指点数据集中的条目
+++++

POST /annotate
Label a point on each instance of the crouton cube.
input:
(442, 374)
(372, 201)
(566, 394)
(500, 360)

+++++

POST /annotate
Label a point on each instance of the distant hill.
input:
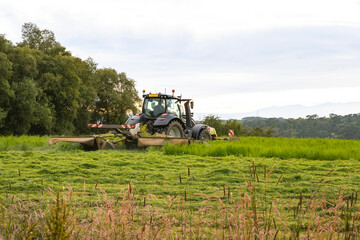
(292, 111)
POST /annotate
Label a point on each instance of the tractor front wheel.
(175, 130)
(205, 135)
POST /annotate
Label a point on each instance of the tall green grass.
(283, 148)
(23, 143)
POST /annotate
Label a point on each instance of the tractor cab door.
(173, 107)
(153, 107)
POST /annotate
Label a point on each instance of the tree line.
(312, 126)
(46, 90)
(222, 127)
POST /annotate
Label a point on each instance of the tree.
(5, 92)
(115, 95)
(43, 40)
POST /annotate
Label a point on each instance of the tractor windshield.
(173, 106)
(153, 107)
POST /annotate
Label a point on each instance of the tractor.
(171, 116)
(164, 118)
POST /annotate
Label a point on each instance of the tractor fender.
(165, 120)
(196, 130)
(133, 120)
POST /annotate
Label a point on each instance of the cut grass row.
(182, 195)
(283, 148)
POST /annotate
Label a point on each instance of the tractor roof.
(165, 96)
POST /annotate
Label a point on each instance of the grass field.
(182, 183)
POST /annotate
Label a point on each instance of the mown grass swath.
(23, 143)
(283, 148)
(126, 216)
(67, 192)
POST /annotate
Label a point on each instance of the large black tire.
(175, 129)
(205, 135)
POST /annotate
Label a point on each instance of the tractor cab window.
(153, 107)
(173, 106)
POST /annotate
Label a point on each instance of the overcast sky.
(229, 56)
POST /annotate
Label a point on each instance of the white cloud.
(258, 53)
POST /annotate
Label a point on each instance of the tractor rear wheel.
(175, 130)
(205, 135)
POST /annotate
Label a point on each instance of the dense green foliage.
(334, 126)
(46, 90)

+++++

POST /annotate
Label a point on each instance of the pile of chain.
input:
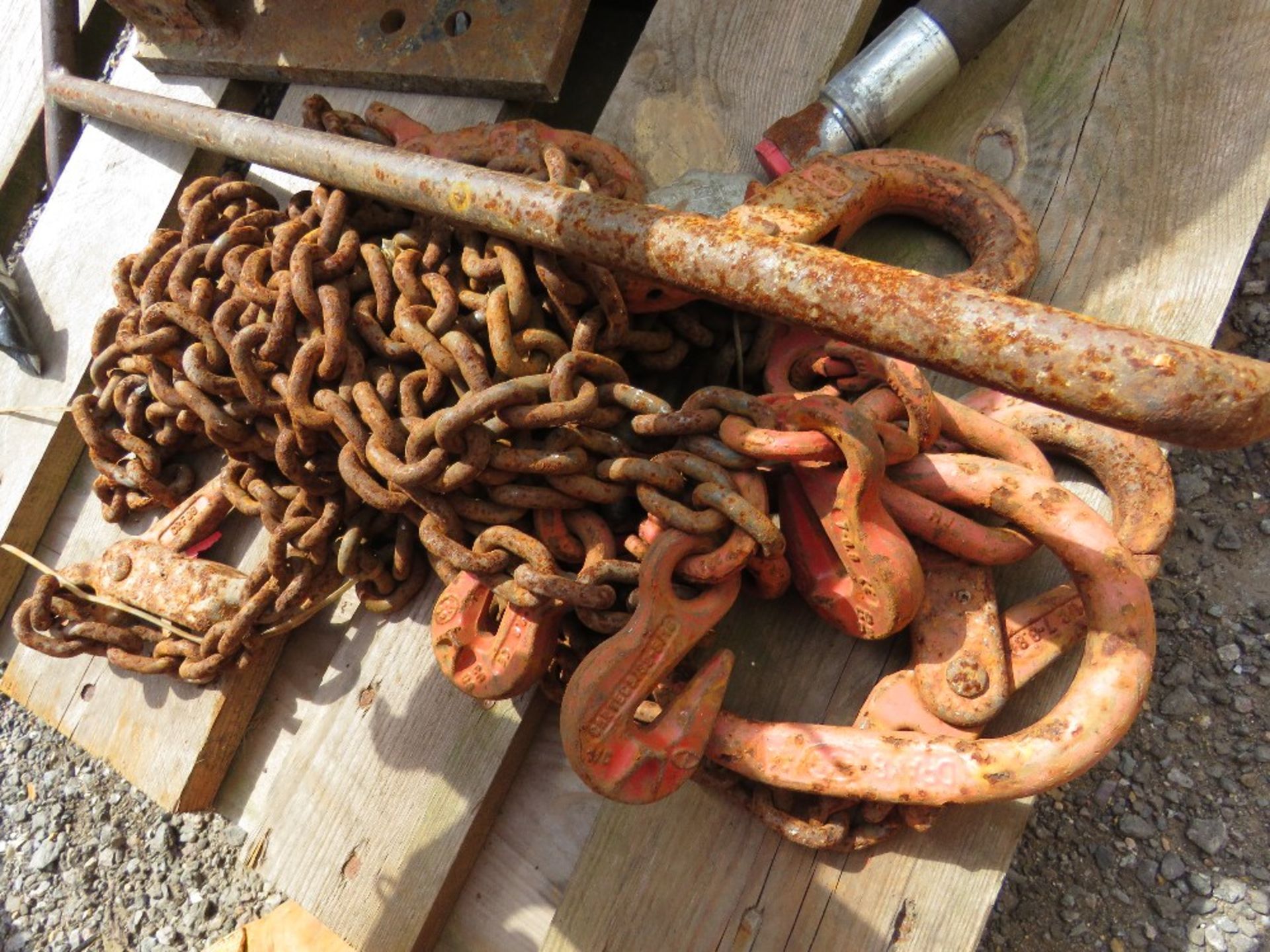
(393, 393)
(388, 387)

+++++

任务要求: 从上面的条目中收集所有含有单词“wheel”的行，逐行列出。

完整回答:
Label a point on each instance of the tractor front wheel.
Label a point on each instance of the tractor rear wheel.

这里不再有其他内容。